● **Assignment**
Transcribe the following entries letter for letter, without the pictures.

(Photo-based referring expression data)
..........

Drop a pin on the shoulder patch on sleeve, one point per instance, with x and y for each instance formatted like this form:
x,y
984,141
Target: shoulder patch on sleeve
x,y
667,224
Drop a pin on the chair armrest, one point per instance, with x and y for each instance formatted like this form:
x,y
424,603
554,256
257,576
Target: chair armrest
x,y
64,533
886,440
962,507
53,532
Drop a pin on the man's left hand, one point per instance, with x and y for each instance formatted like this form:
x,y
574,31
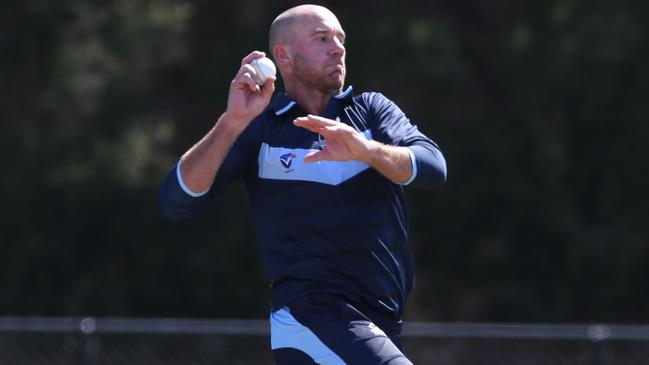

..........

● **Answer for the task**
Drop a pin on the shoulder patch on sleeve, one point per instance, with x and y for each instance formatted like this form:
x,y
984,141
Target: shoulder patch on sleeve
x,y
667,224
Drop a pin on the chair armrest, one point per instance, with x and y for each instance formatted like this form:
x,y
424,603
554,256
257,576
Target: chair armrest
x,y
64,533
886,440
962,507
53,532
Drop a pin on the man's left hand, one point per instance, with x and y for each instance formatted like this form:
x,y
574,31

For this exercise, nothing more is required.